[Labeled point examples]
# # # # #

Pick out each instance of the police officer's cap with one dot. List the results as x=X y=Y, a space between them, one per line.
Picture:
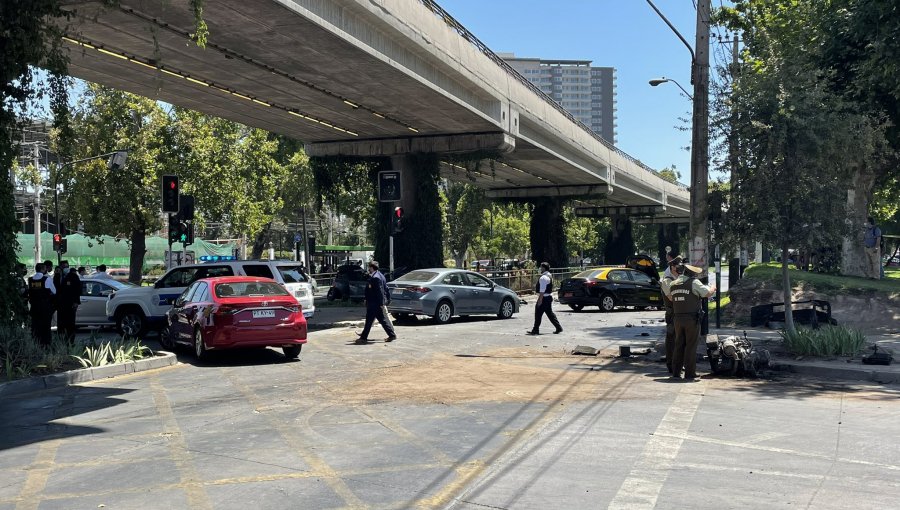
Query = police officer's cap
x=692 y=270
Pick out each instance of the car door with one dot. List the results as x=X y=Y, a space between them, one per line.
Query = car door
x=457 y=289
x=621 y=286
x=183 y=312
x=646 y=290
x=94 y=295
x=480 y=292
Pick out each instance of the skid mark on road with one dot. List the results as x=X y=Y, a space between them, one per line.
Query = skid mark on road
x=642 y=486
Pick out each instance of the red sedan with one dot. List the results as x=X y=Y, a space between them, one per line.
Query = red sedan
x=236 y=311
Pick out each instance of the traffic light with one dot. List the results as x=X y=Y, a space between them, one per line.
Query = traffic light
x=174 y=229
x=170 y=192
x=397 y=221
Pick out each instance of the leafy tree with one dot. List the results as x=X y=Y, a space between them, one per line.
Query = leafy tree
x=125 y=202
x=465 y=212
x=800 y=143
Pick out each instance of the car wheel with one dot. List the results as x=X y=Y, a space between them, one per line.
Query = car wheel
x=165 y=338
x=607 y=302
x=131 y=323
x=199 y=346
x=506 y=309
x=292 y=351
x=443 y=312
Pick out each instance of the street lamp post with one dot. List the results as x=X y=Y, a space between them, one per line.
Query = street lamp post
x=698 y=244
x=115 y=162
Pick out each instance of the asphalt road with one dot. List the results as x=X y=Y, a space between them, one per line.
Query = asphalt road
x=470 y=415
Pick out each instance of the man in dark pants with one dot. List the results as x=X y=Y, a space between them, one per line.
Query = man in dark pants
x=40 y=301
x=544 y=304
x=376 y=298
x=68 y=297
x=686 y=293
x=665 y=286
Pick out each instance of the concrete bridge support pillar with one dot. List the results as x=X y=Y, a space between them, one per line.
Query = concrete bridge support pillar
x=620 y=241
x=547 y=232
x=420 y=244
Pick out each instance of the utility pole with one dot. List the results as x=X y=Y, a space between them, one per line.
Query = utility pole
x=37 y=206
x=699 y=242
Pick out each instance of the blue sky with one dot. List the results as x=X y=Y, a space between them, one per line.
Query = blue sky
x=625 y=34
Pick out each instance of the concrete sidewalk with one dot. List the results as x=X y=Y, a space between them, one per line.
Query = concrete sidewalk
x=831 y=367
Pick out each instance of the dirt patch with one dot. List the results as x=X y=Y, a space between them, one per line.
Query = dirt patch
x=873 y=313
x=504 y=375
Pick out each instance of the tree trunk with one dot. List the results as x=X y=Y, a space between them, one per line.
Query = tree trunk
x=788 y=292
x=138 y=250
x=547 y=232
x=853 y=256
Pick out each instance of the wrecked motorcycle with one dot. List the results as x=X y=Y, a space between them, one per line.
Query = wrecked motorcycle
x=733 y=355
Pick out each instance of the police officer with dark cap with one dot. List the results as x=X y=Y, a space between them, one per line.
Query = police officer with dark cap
x=665 y=285
x=68 y=297
x=686 y=293
x=40 y=301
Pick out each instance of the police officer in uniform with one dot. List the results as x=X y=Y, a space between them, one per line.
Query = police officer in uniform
x=68 y=297
x=686 y=293
x=376 y=297
x=665 y=284
x=40 y=301
x=544 y=289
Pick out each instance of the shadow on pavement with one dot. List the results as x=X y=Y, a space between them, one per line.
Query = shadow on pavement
x=30 y=418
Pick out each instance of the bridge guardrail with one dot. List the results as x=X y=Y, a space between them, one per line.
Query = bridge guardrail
x=470 y=37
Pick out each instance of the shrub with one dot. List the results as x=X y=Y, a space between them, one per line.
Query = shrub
x=826 y=341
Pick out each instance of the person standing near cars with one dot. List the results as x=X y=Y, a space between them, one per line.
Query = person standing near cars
x=40 y=302
x=686 y=293
x=68 y=297
x=665 y=284
x=872 y=241
x=377 y=297
x=544 y=303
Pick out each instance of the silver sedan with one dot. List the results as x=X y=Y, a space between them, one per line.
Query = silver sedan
x=442 y=293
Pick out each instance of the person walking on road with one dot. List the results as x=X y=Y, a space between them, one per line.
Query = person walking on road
x=40 y=301
x=377 y=297
x=544 y=303
x=872 y=241
x=669 y=277
x=686 y=293
x=67 y=300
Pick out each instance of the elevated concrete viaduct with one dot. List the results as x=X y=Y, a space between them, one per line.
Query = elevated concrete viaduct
x=368 y=78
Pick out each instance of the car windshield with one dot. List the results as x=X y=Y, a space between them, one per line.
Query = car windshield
x=247 y=289
x=291 y=274
x=417 y=276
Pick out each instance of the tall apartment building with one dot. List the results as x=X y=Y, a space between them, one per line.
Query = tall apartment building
x=588 y=93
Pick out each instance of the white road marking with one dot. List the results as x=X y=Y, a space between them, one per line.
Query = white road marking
x=642 y=486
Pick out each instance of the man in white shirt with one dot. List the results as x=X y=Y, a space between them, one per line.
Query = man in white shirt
x=544 y=304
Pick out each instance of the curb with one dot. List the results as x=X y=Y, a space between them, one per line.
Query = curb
x=842 y=373
x=51 y=381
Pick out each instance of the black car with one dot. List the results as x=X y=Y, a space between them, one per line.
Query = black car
x=609 y=287
x=349 y=283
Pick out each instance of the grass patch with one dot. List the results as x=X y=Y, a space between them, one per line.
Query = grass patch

# # # # #

WORK TO DO: In the listing, copy out every line between the one holding "Pick out each instance of the skid" and the one holding "x=236 y=311", inclusive, and offset each x and y coordinate in the answers by adding 83.

ANSWER FOR THIS EXERCISE:
Pick out each instance of the skid mark on road with one dot. List the results as x=X y=Y, a space between them, one per line.
Query = skid mark on road
x=725 y=569
Pick out each instance of the red sedan with one dot. List the results as x=X y=Y, a space between them, one per line.
Query = red sedan
x=319 y=394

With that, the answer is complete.